_Task details_.
In the news report about the detained gender activist, what organization does Joana Eneke Enowmbi work for?

Segment Start: Extract

Arrested Gender Activist Released From Detention
By Akem Ayuk
A prominent
Limbe based gender activist has been released from detention, three days after
she was arrested by Cameroonian soldiers.
Joana Eneke
Enowmbi, who is Gender Officer and a field coordinator at the Limbe-based Denis
Miki Foundation, a Non-governmental organization, in the South West Region of
Cameroon, was arrested in the night of Saturday December 10, 2022. She was preparing to return from one of her
field trips that was aimed at investigating cases of alleged rape on internally
displaced women and girls of the Anglophone war in a locality around Buea
subdivision. She is said to have been picked up in a local motel where she and
her colleagues were having a rest.
One of her
colleagues who volunteers with the organization, Belinda Etude Etuge, recounted
how she was picked up, after Cameroonian soldiers knocked at their hotel room
at about 10 pm and asked for their leader.
“When the
soldiers knocked at the door and asked who our leader was, Joan indicated she
was. The soldiers asked her to hand over her recorder, cell phone and camera.

Segment End: Extract
Segment Start: Record set

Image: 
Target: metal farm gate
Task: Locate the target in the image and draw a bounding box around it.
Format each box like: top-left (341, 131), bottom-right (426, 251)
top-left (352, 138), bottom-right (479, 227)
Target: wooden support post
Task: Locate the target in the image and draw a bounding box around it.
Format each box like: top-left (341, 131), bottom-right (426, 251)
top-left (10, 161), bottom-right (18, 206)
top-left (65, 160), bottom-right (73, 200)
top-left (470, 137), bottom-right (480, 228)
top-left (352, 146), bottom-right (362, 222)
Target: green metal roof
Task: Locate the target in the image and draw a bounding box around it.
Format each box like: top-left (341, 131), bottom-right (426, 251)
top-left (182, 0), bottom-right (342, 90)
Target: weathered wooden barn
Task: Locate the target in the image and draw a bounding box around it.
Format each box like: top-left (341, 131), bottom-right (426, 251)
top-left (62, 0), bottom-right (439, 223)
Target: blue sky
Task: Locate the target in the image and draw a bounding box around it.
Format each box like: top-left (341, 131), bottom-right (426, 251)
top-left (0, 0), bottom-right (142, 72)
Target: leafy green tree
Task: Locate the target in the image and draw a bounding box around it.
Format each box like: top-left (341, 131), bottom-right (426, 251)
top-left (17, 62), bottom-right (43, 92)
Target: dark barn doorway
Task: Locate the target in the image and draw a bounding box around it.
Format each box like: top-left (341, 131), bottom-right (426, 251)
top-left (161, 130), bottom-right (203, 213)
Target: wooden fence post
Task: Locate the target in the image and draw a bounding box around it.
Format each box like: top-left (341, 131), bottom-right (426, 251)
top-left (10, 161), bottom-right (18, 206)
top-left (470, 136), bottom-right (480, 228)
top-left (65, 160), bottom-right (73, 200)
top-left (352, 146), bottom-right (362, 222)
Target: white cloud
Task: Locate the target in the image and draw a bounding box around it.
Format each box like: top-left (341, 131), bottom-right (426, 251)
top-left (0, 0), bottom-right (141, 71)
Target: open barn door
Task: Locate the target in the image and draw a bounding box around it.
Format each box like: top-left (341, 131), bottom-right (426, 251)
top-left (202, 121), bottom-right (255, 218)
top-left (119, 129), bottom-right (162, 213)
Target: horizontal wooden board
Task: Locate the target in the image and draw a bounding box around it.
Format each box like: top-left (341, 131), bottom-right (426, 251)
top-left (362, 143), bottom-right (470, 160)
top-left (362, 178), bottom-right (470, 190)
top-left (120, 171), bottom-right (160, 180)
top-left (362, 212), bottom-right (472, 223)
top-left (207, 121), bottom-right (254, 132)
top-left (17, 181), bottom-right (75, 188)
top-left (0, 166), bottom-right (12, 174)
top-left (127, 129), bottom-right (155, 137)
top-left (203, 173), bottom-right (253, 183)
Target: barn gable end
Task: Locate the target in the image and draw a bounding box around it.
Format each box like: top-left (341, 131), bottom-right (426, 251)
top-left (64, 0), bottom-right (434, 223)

Segment End: Record set

_Problem solution_.
The Limbe-based Denis Miki Foundation, a nongovernmental organization.